### Information given

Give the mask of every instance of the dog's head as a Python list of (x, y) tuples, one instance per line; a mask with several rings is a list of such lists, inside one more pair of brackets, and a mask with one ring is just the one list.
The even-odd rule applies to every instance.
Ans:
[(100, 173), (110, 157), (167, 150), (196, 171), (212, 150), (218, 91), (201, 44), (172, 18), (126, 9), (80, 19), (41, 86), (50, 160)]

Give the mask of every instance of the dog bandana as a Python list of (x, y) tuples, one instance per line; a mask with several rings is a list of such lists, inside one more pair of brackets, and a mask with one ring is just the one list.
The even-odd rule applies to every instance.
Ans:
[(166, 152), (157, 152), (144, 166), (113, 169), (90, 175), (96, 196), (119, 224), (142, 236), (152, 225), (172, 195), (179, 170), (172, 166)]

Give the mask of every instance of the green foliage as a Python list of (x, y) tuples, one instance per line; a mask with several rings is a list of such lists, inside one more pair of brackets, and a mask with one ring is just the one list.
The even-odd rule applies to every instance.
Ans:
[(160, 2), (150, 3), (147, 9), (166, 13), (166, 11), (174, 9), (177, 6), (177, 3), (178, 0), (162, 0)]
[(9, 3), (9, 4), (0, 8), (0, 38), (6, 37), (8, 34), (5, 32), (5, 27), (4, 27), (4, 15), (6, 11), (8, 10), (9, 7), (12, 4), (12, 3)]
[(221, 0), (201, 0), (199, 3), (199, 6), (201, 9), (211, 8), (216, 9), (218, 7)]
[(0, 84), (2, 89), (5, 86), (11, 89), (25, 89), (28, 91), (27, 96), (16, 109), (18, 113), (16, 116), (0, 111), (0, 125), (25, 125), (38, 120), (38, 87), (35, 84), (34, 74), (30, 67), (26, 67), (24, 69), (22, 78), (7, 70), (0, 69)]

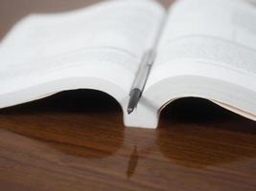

######

§ To do
Show every line of the entries above that contains the word "inside". Uppercase and lowercase letters count as different.

§ Result of the task
Give the mask of every instance of the dog's head as a Python list of (x, y) tuples, one instance per line; a mask with several rings is a list of such lists, inside one more pair of brackets, and a mask with one ring is just the one list.
Give the mask of every instance of the dog bandana as a Python list of (x, y) tuples, one instance per line; a mask with several rings is a list of such lists, inside one more pair of brackets, and a mask with one ring is just the one list.
Give the mask of every instance of the green foliage as a Python list of (x, y) tuples, one instance per line; a mask with several rings is a list of such lists, inside one more pair of brackets, and a mask with one ring is just the one list.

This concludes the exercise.